Verbatim, and with nothing else, reproduce the data below from its first line through the line containing "target=brass drawer knob".

(Referring expression grounding data)
***
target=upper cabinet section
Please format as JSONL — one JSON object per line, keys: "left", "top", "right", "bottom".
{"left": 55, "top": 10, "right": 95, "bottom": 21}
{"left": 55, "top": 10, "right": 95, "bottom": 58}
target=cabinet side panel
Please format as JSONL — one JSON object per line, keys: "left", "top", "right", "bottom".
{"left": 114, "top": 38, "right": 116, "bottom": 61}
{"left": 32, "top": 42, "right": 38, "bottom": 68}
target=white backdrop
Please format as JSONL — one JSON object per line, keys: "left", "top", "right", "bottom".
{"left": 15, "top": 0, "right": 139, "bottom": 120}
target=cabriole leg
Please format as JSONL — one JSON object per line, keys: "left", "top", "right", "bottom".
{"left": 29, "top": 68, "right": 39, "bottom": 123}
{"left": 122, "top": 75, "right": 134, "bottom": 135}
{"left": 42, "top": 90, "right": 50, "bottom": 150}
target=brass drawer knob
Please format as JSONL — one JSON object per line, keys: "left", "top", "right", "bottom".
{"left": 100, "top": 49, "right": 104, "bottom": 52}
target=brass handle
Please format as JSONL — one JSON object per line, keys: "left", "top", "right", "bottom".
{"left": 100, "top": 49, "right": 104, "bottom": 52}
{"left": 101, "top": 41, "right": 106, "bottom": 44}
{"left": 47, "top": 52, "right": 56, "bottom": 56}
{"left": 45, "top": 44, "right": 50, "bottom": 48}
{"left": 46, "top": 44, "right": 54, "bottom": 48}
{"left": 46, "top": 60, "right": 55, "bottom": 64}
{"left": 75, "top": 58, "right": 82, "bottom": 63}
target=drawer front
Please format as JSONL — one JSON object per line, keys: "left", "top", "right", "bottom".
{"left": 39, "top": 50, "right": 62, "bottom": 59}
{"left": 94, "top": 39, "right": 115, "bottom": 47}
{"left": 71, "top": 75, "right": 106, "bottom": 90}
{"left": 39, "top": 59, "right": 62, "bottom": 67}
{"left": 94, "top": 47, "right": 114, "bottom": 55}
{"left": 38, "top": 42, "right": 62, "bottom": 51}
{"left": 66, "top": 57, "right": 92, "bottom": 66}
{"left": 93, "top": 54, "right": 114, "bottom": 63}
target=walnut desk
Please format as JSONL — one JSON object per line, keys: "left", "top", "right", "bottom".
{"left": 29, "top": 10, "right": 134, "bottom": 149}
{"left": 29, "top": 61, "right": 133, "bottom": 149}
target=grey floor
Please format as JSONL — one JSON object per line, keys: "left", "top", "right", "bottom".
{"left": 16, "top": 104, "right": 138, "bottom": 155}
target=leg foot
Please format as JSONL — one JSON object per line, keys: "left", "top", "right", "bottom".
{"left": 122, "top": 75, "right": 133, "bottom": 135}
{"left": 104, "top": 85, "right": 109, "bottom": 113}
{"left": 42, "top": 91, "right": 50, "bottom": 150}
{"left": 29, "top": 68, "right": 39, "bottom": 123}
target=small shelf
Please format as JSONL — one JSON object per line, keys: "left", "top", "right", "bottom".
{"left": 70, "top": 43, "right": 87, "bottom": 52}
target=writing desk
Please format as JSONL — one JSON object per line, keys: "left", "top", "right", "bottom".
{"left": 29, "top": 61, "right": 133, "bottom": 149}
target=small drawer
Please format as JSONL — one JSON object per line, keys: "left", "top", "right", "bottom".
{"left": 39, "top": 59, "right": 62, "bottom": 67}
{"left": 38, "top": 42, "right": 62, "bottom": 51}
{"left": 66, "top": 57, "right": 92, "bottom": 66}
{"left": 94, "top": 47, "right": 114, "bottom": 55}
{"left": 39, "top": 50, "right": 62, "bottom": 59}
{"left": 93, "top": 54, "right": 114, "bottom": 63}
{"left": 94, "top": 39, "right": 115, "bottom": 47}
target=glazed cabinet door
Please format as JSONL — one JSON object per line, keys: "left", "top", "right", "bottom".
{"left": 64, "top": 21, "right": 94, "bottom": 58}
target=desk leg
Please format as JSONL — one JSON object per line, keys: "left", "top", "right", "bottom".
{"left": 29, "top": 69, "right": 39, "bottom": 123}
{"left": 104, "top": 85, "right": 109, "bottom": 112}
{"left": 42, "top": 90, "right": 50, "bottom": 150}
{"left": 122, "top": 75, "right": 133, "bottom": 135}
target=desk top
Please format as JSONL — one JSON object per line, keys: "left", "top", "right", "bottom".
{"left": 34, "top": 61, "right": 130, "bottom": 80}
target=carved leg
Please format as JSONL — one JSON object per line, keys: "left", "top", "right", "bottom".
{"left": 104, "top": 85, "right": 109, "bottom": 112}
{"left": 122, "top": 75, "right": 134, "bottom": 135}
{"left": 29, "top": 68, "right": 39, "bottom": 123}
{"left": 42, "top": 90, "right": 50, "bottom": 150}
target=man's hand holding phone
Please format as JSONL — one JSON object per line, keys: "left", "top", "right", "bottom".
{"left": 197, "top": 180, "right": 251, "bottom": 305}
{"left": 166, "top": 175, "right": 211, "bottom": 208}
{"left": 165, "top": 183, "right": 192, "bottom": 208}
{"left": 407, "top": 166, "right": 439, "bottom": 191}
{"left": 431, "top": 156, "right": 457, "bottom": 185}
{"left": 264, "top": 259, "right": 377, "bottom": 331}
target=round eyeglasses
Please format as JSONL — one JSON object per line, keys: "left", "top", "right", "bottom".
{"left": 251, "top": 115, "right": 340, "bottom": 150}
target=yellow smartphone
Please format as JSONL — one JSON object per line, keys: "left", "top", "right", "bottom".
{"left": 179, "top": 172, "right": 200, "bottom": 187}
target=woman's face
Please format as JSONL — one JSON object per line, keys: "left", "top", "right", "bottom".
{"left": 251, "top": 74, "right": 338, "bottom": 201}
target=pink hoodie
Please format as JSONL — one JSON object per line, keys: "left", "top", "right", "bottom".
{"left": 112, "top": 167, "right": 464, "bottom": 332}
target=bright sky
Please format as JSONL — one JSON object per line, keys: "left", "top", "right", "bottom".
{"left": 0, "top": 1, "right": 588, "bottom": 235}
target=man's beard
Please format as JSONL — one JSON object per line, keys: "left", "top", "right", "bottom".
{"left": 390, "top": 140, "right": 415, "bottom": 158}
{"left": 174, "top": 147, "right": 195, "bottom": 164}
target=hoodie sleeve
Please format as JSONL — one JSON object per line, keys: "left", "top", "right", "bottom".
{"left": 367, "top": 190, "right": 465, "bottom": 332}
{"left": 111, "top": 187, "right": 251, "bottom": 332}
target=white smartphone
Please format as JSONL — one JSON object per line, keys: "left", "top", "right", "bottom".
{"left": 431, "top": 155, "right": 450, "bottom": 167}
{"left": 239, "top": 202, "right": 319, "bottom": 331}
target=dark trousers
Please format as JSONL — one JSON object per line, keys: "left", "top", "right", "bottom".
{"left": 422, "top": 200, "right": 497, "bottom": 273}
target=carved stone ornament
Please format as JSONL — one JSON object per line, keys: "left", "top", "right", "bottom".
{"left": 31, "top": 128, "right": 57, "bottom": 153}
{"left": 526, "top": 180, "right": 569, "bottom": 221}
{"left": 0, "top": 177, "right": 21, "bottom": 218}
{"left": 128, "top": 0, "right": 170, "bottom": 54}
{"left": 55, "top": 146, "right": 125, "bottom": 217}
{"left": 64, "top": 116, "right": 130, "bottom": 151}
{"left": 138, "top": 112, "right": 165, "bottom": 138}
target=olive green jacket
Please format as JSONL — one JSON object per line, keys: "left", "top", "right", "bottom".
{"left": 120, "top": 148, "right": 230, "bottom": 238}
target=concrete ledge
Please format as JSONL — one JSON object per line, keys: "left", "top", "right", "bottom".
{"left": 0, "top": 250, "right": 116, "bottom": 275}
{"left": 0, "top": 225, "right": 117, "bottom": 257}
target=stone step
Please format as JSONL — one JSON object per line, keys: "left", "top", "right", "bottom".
***
> [ANSWER BOX]
target=upper cabinet section
Please format as JSONL — one JSON object per line, keys: "left", "top", "right", "bottom".
{"left": 55, "top": 10, "right": 95, "bottom": 21}
{"left": 55, "top": 10, "right": 95, "bottom": 58}
target=cabinet side panel
Please format as JSONL — one JSON object per line, keys: "left", "top", "right", "bottom".
{"left": 114, "top": 38, "right": 116, "bottom": 61}
{"left": 32, "top": 42, "right": 38, "bottom": 68}
target=white backdrop
Please format as JSONL — one JSON object per line, keys: "left", "top", "right", "bottom".
{"left": 15, "top": 0, "right": 139, "bottom": 120}
target=cabriole leg
Please format as JSONL — one JSON object per line, keys: "left", "top", "right", "bottom".
{"left": 29, "top": 68, "right": 39, "bottom": 123}
{"left": 122, "top": 75, "right": 134, "bottom": 135}
{"left": 42, "top": 90, "right": 50, "bottom": 150}
target=brass drawer knob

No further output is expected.